An exact retyping of all lines below is the answer; pictures do not belong in it.

Given records:
=== Section Start ===

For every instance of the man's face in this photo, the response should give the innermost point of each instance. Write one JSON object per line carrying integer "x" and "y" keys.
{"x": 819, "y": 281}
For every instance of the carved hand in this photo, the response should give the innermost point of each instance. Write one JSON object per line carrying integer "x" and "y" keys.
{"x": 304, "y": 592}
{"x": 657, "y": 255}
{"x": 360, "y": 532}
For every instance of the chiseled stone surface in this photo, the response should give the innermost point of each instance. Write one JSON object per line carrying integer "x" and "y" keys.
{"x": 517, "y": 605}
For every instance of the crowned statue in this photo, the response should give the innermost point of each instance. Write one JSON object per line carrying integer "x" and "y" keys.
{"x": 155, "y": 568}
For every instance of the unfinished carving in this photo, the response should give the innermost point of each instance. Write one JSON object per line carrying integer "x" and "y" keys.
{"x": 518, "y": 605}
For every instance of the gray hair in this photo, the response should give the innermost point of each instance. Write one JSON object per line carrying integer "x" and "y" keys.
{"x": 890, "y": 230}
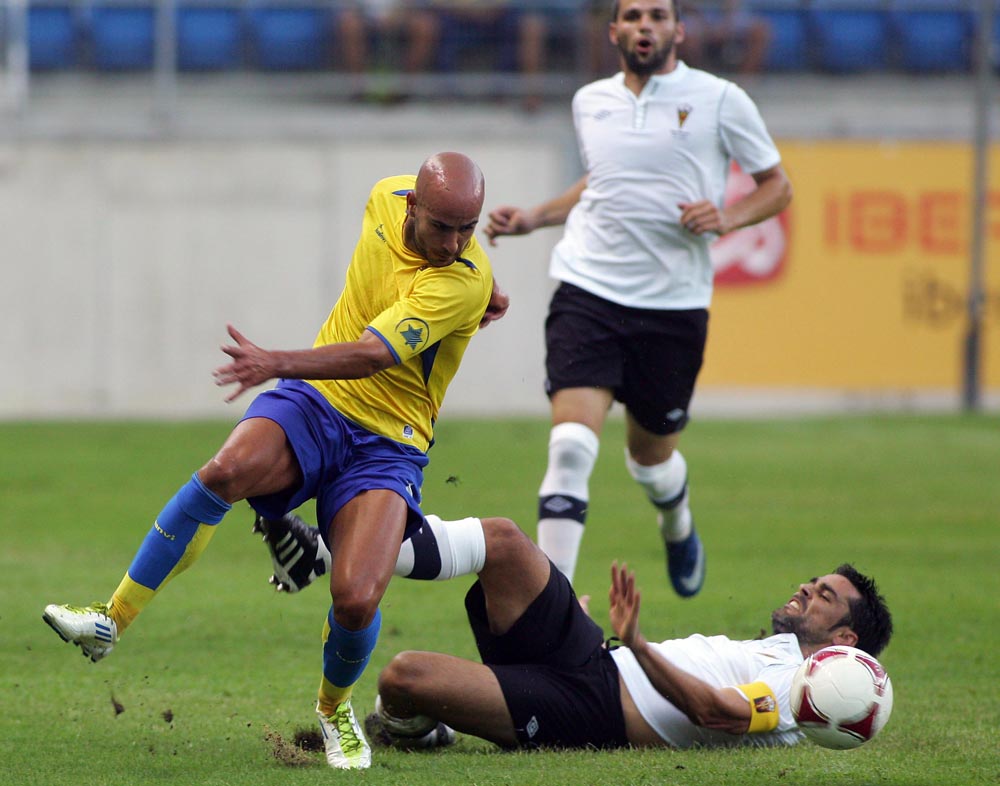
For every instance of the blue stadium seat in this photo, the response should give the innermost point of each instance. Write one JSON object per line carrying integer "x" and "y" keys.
{"x": 52, "y": 37}
{"x": 123, "y": 36}
{"x": 789, "y": 47}
{"x": 932, "y": 35}
{"x": 209, "y": 37}
{"x": 849, "y": 36}
{"x": 290, "y": 37}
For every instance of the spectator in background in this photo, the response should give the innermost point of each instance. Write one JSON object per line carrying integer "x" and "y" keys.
{"x": 724, "y": 37}
{"x": 406, "y": 21}
{"x": 513, "y": 34}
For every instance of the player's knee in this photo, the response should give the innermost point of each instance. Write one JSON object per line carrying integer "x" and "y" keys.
{"x": 402, "y": 676}
{"x": 354, "y": 607}
{"x": 223, "y": 475}
{"x": 506, "y": 543}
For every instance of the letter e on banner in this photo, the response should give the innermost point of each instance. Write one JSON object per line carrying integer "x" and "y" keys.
{"x": 754, "y": 254}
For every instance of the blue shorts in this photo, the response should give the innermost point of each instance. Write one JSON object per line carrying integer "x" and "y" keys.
{"x": 339, "y": 459}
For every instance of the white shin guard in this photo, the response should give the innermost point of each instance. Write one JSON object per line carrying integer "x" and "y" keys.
{"x": 457, "y": 547}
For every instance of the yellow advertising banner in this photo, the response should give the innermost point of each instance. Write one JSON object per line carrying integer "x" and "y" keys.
{"x": 862, "y": 284}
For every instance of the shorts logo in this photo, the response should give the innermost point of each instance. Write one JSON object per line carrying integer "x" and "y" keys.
{"x": 415, "y": 333}
{"x": 532, "y": 728}
{"x": 558, "y": 505}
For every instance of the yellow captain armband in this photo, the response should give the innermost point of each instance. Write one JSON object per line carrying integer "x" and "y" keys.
{"x": 763, "y": 707}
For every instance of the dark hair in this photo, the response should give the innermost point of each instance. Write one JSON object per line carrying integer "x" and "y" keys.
{"x": 869, "y": 615}
{"x": 675, "y": 3}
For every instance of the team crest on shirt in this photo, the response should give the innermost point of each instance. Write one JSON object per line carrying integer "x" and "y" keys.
{"x": 415, "y": 333}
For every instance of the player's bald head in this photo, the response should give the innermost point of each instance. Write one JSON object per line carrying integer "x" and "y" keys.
{"x": 451, "y": 182}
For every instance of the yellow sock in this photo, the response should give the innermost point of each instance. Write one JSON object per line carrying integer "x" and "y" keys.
{"x": 331, "y": 696}
{"x": 131, "y": 597}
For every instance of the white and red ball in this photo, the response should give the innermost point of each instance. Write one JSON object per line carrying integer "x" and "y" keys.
{"x": 841, "y": 697}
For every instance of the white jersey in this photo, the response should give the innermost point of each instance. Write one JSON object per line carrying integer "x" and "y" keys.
{"x": 643, "y": 155}
{"x": 722, "y": 663}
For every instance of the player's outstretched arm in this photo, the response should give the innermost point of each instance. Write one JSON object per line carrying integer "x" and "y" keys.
{"x": 252, "y": 365}
{"x": 721, "y": 709}
{"x": 510, "y": 220}
{"x": 497, "y": 307}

=== Section End ===

Answer to this problem:
For every instance of the man's face in this photo, the response should give the innermost point of each instance. Write one JSON object per line carrying integer "x" and "y" keys.
{"x": 819, "y": 281}
For every instance of the carved hand in this photo, the response should give the innermost point of each instance. Write one JSON object per line carrying integer "x" and "y" keys.
{"x": 304, "y": 592}
{"x": 657, "y": 255}
{"x": 360, "y": 532}
For every instance of the chiseled stone surface in this photo, the response should give the innermost point of each instance. Write one JSON object per line carrying integer "x" and "y" keys.
{"x": 517, "y": 605}
For every instance of the crowned statue in this photo, the response should give the innermost point of each instance. Write one JSON object per line carrying integer "x" and "y" keys.
{"x": 155, "y": 568}
For every instance of the unfinished carving in this photo, the response should give the innermost point of each instance. Write one JSON object per line carrying integer "x" and "y" keys.
{"x": 518, "y": 605}
For every instance of the gray hair in this photo, the response should give the innermost point of each instance. Write one JSON object per line carrying integer "x" and "y" keys.
{"x": 890, "y": 230}
For every instance of the blue stadium seat in this photo, the response should give the innermost point of each instance. Write one JSON object per line carrying integer "x" and "y" keys.
{"x": 52, "y": 37}
{"x": 123, "y": 36}
{"x": 789, "y": 47}
{"x": 932, "y": 35}
{"x": 209, "y": 37}
{"x": 849, "y": 36}
{"x": 290, "y": 37}
For every instance of the spectator in background in this photo, the response should give the innermost point of each instance. Write one JSON object per line carrying integer "x" and "y" keys.
{"x": 724, "y": 37}
{"x": 406, "y": 21}
{"x": 513, "y": 34}
For every instance of the player's knee in this photo, the response should give the innermost point of each instance. Write one JSON object per line carrying integer "x" and "y" keys.
{"x": 402, "y": 676}
{"x": 354, "y": 607}
{"x": 223, "y": 475}
{"x": 506, "y": 543}
For every instance of the letter e on banner in this photo, the response should give the innermost point of each instance. Write one JSON object per line carrying integer "x" and "y" keys.
{"x": 754, "y": 254}
For every instance of the blue shorts in this photo, the response should give the innermost point of each instance. Write one JSON object per line carrying integer "x" and "y" keys.
{"x": 339, "y": 459}
For every instance of the white shin guard in this photo, the response should give the innermost point of each instance. Write one JSON object per line carrying integer "x" and "y" keys.
{"x": 457, "y": 547}
For every instance of the yellow advertising banner in this photo, the response should give the innermost point of each instance. Write one JSON object per line carrying integer "x" and "y" keys.
{"x": 862, "y": 284}
For every instance of the shorts logo in this photo, the response should give the innermost point of each instance. Write one JSON object per line carrying integer "x" and "y" keys.
{"x": 415, "y": 333}
{"x": 532, "y": 728}
{"x": 558, "y": 505}
For every instance of the yellow captain armband in this photo, the response should give the innermost point of each instance. Write one JSON object per line carrying integer "x" and "y" keys.
{"x": 763, "y": 707}
For every instance of the dark hair in this photo, the response should give the innermost point of each instance. Write one JSON object per line carrying integer "x" and "y" keys.
{"x": 869, "y": 615}
{"x": 675, "y": 3}
For every instance of the team crest on shirt in this photo, the response should give the innermost point of each instance. Write one JSON object per line carrying integer "x" and "y" keys.
{"x": 415, "y": 333}
For every instance of the player's bald head in this photo, the response should give the innermost point of each instance. Write one JSON object per line carrying integer "x" and "y" keys.
{"x": 451, "y": 182}
For every instance of the yellow sock in this photo, the response should give the innermost point of each instance. Write one JSON object per line carrying integer "x" and "y" keys.
{"x": 331, "y": 696}
{"x": 131, "y": 597}
For every instance of the white and red ball in this photo, the response should give the innermost point of each instance. Write one JSON object per line carrying integer "x" and "y" keys.
{"x": 841, "y": 697}
For every instance of the white jersey in this photo, the response should give the innermost point of each instance. Write one JSON object per line carrying integer "x" and "y" keys.
{"x": 643, "y": 155}
{"x": 722, "y": 663}
For every instance of the player's outstretched arm in this photo, the response should give the innermost point of each instance. Write one JSON object per line carrying integer "x" and "y" keys.
{"x": 252, "y": 365}
{"x": 721, "y": 709}
{"x": 510, "y": 220}
{"x": 497, "y": 307}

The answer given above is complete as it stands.